AVAILABLE RECORDS –
□ □ □ □ □

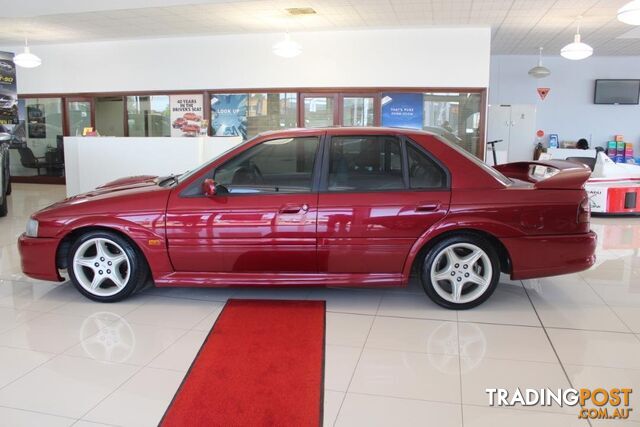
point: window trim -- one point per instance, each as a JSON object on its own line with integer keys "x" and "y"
{"x": 317, "y": 164}
{"x": 438, "y": 162}
{"x": 403, "y": 140}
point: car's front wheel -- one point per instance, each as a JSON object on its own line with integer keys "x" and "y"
{"x": 461, "y": 271}
{"x": 105, "y": 267}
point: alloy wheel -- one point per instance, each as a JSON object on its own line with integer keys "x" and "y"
{"x": 461, "y": 273}
{"x": 101, "y": 267}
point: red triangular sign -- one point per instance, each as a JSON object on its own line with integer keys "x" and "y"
{"x": 543, "y": 92}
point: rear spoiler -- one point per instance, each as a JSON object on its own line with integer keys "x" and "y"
{"x": 566, "y": 175}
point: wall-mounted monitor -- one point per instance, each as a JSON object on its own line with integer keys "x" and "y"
{"x": 620, "y": 91}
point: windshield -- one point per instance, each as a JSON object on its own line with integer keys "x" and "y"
{"x": 188, "y": 174}
{"x": 482, "y": 165}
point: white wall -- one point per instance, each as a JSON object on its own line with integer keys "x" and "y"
{"x": 569, "y": 110}
{"x": 93, "y": 161}
{"x": 438, "y": 57}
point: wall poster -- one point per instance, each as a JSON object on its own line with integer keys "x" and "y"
{"x": 229, "y": 115}
{"x": 404, "y": 110}
{"x": 8, "y": 91}
{"x": 186, "y": 115}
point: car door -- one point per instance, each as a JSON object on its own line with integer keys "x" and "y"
{"x": 265, "y": 223}
{"x": 379, "y": 193}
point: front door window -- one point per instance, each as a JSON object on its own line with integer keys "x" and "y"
{"x": 277, "y": 166}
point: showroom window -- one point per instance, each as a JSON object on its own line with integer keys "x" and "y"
{"x": 37, "y": 144}
{"x": 358, "y": 111}
{"x": 365, "y": 163}
{"x": 248, "y": 114}
{"x": 148, "y": 115}
{"x": 276, "y": 166}
{"x": 454, "y": 116}
{"x": 109, "y": 115}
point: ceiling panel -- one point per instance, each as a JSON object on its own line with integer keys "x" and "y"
{"x": 518, "y": 26}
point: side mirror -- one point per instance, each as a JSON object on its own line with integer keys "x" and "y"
{"x": 209, "y": 187}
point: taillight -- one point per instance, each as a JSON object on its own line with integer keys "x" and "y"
{"x": 584, "y": 211}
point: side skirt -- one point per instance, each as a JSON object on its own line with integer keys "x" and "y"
{"x": 208, "y": 279}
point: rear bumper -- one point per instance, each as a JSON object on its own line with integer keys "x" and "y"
{"x": 541, "y": 256}
{"x": 38, "y": 257}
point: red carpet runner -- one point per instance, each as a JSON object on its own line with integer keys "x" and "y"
{"x": 261, "y": 365}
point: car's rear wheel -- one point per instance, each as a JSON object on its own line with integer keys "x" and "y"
{"x": 105, "y": 266}
{"x": 461, "y": 271}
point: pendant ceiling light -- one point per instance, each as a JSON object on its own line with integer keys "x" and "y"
{"x": 539, "y": 72}
{"x": 27, "y": 59}
{"x": 287, "y": 48}
{"x": 630, "y": 13}
{"x": 577, "y": 50}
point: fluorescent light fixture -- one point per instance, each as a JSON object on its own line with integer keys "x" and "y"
{"x": 287, "y": 48}
{"x": 577, "y": 50}
{"x": 27, "y": 59}
{"x": 630, "y": 13}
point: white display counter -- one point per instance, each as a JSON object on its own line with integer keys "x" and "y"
{"x": 93, "y": 161}
{"x": 563, "y": 153}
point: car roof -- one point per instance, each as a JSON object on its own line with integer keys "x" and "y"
{"x": 340, "y": 130}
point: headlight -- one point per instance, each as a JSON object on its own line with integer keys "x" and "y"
{"x": 32, "y": 228}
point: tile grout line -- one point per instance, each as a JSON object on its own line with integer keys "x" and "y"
{"x": 459, "y": 369}
{"x": 41, "y": 413}
{"x": 546, "y": 333}
{"x": 358, "y": 361}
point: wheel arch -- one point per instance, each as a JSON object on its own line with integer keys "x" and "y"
{"x": 430, "y": 238}
{"x": 151, "y": 246}
{"x": 67, "y": 241}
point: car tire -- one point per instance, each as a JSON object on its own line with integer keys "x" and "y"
{"x": 461, "y": 271}
{"x": 104, "y": 266}
{"x": 4, "y": 203}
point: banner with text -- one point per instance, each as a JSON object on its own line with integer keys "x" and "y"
{"x": 403, "y": 110}
{"x": 186, "y": 115}
{"x": 8, "y": 92}
{"x": 229, "y": 115}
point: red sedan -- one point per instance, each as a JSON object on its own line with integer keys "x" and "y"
{"x": 322, "y": 207}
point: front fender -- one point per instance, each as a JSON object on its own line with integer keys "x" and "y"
{"x": 147, "y": 236}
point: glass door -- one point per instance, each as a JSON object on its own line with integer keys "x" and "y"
{"x": 320, "y": 110}
{"x": 80, "y": 115}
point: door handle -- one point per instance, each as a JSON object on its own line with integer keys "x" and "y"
{"x": 427, "y": 206}
{"x": 290, "y": 209}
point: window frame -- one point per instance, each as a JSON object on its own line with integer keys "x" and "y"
{"x": 447, "y": 175}
{"x": 403, "y": 141}
{"x": 196, "y": 185}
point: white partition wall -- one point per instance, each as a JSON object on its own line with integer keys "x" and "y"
{"x": 425, "y": 57}
{"x": 93, "y": 161}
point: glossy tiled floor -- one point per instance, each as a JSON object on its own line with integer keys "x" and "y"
{"x": 392, "y": 356}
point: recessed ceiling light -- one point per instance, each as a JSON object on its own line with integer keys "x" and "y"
{"x": 297, "y": 11}
{"x": 630, "y": 13}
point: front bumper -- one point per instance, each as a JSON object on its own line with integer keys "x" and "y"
{"x": 541, "y": 256}
{"x": 38, "y": 257}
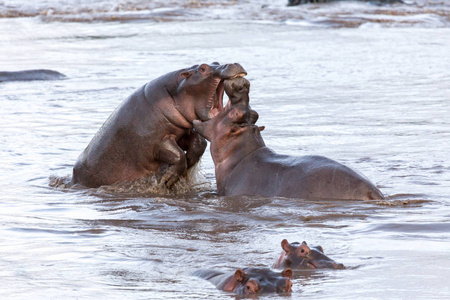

□ □ □ □ □

EXERCISE DIRECTIONS –
Please shift every coordinate in the answers by adding 127 to each number, and write out again everything from the line containing "point: white partition" down to the end of the records, requests included. Leave the pictures out of the answer.

RESPONSE FOR THIS EXERCISE –
point: white partition wall -- one point per instance, each as a JSON object on its own line with integer keys "x" and "y"
{"x": 552, "y": 184}
{"x": 220, "y": 288}
point: glossy tiled floor -- one point per instance, each as a JSON object on its own line with integer keys "x" and "y"
{"x": 519, "y": 483}
point: recessed ceiling light -- one point per instance, each as a JSON object on its own line with integer keys "x" and "y"
{"x": 424, "y": 138}
{"x": 757, "y": 140}
point: front bumper -- one point per instance, each as a JSON object on its own line with integer keys "x" and "y"
{"x": 668, "y": 383}
{"x": 165, "y": 384}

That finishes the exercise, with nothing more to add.